──────── Dataset excerpts ────────

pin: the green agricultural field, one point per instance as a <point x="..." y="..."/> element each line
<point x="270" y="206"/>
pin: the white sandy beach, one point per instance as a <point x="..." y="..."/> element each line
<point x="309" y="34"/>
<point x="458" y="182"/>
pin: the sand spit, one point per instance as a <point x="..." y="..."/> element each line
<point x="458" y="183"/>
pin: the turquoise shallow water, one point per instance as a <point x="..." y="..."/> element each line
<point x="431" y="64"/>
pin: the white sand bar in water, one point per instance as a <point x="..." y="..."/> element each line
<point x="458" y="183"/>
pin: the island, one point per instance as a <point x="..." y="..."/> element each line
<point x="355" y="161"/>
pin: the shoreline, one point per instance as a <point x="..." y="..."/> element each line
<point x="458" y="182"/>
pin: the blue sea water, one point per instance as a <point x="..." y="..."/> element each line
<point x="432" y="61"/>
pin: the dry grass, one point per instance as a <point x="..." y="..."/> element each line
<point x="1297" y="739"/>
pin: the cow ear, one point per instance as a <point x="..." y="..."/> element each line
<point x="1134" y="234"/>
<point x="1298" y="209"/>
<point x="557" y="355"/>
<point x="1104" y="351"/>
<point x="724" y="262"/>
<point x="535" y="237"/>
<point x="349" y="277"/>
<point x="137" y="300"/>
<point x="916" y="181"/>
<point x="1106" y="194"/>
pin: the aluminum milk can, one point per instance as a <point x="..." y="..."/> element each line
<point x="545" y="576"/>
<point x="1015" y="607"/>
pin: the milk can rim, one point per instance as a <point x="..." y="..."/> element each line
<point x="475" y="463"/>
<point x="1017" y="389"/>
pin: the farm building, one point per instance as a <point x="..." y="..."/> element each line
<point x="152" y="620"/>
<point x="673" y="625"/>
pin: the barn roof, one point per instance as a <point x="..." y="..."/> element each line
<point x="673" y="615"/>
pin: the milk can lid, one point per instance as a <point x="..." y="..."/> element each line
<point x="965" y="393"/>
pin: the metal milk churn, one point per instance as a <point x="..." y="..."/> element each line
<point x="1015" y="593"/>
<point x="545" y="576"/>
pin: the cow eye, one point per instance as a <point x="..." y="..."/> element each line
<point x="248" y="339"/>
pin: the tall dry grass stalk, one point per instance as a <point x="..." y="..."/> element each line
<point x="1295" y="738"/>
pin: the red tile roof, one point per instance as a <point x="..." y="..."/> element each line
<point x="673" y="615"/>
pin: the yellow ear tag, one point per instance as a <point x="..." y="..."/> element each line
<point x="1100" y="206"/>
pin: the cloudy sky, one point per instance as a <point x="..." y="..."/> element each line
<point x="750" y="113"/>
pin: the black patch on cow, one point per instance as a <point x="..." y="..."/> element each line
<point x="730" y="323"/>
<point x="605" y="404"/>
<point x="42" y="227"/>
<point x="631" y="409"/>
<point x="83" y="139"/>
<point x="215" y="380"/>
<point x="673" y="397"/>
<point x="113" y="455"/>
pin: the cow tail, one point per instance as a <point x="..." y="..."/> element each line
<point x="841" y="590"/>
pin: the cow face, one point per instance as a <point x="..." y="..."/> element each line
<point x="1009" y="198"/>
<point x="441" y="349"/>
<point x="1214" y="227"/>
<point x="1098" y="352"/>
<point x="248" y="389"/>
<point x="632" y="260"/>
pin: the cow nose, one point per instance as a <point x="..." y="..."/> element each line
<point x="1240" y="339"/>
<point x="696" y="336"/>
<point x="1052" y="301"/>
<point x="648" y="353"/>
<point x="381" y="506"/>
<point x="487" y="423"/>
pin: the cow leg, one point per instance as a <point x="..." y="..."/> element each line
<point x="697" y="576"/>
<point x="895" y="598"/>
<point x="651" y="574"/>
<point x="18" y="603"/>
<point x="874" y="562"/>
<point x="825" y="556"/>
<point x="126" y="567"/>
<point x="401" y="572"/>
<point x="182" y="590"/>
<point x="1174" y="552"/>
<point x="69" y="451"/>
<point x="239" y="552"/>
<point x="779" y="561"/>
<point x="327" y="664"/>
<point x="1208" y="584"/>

────────

All lines from the one that contains "pin: the cow face, one" through the end of the material are to be quoted exactly, with both ends included.

pin: the cow face, one point per instance as a <point x="..." y="..."/> element each line
<point x="1009" y="198"/>
<point x="441" y="349"/>
<point x="1214" y="227"/>
<point x="1098" y="352"/>
<point x="248" y="389"/>
<point x="632" y="260"/>
pin: the cow nose, one point per instance as a <point x="..." y="..."/> element each line
<point x="1240" y="339"/>
<point x="696" y="336"/>
<point x="1052" y="301"/>
<point x="648" y="353"/>
<point x="381" y="506"/>
<point x="487" y="423"/>
pin: the cow leg, one point per instance as a <point x="..." y="..."/> element each line
<point x="697" y="576"/>
<point x="895" y="598"/>
<point x="651" y="574"/>
<point x="18" y="603"/>
<point x="874" y="562"/>
<point x="825" y="556"/>
<point x="126" y="567"/>
<point x="401" y="572"/>
<point x="182" y="590"/>
<point x="1174" y="552"/>
<point x="69" y="451"/>
<point x="239" y="552"/>
<point x="779" y="561"/>
<point x="327" y="664"/>
<point x="1208" y="584"/>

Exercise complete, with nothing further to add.